→ **TEXTO**:
Para além disso, Flores menciona os riscos ambientais dos incêndios responsáveis pela fumaça que chega até Santa Catarina. A emissão de gases do efeito estufa na atmosfera, bem como a perda de ecossistemas, biodiversidade, a desregulação do clima e os prejuízos para a população local estão entre os principais pontos de gravidade da situação.
Recorde histórico
Desde o início do ano, o Brasil vem registrando números históricos nas áreas de queimadas, que estavam em queda desde 2022. Em janeiro, os dados divulgados pelo Monitor do Fogo – plataforma do projeto MapBiomas – mostraram um aumento de 248% em relação ao mesmo mês do ano anterior. Foram mais de 1 milhão de hectares consumidos pelo fogo apenas no primeiro mês de 2024.
Para explicar esses dados, o MapBiomas diz, em termos comparativos, que é como se metade do estado de Sergipe tivesse queimado. Cerca de 941 mil desses hectares pertenciam à Amazônia, o que corresponde a 91% do total.

→ **O QUE FAZER**:
1 - No texto sobre as queimadas, qual foi o aumento registrado em janeiro em relação ao mesmo mês do ano anterior?
2 - Dê continuidade ao texto sobre as queimadas a partir da última frase.

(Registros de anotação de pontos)

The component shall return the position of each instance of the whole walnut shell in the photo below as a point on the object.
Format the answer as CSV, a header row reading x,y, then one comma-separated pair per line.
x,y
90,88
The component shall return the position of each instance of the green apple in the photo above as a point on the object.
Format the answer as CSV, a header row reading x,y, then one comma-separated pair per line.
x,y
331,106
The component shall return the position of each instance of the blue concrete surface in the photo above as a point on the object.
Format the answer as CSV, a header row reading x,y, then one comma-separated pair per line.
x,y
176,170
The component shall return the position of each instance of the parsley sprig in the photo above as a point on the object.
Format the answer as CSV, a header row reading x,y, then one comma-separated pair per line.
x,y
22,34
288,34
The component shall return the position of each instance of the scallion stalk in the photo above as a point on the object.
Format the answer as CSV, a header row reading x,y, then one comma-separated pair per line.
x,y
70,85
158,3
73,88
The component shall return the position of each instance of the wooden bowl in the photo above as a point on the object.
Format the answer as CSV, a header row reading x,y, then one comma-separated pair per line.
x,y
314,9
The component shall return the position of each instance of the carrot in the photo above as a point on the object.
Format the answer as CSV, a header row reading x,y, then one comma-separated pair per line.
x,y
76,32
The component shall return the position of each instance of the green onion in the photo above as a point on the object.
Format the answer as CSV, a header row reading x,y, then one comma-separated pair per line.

→ **RESPOSTAS DO EXERCÍCIO**:
1 - Um aumento de 248%.

2 -
Mais adiante, os dados compilados entre janeiro e abril seguiram batendo o recorde. Nesses quatro meses, o Instituto Nacional de Pesquisas Espaciais (Inpe) registrou 17.182 focos de fogo no Brasil, um aumento de 81% em relação ao ano anterior e ultrapassando a marca de 16.888 incêndios registrada pela última vez em 2003. Nesse mesmo período, na Amazônia, a quantidade de focos foi de 8.977, 153% a mais que 2023 e o maior número desde 2016.
Até julho, uma área equivalente a mais de 4 milhões de hectares já havia sido queimada na Amazônia Legal, um crescimento de 85% em relação ao ano passado. Agora, em agosto, esses dados tendem a ser ainda maiores. Enquanto 2023 registrou 14,8 mil focos de incêndio durante todo o mês de agosto, 2024 já ultrapassou a marca de 26 mil antes do fim do mês. É o maior número da década para a região.
Desmatamento em queda
Esse crescimento na área queimada, por sua vez, é uma oposição em relação à queda no desmatamento da Amazônia Legal registrado nos últimos tempos. Dados divulgados pelo Inpe mostraram que, entre agosto de 2022 e julho de 2023, houve uma queda de 21,8% na taxa de área desmatada. O número bruto foi de 9.064 quilômetros quadrados, o menor registrado desde 2019. Já nos números registrados entre agosto de 2023 e julho de 2024, a área sob alerta de desmatamento foi de 3.644 quilômetros quadrados, uma queda de 51% em comparação ao período anterior, mesmo que o mês de julho tenha sofrido um aumento de 33,2%.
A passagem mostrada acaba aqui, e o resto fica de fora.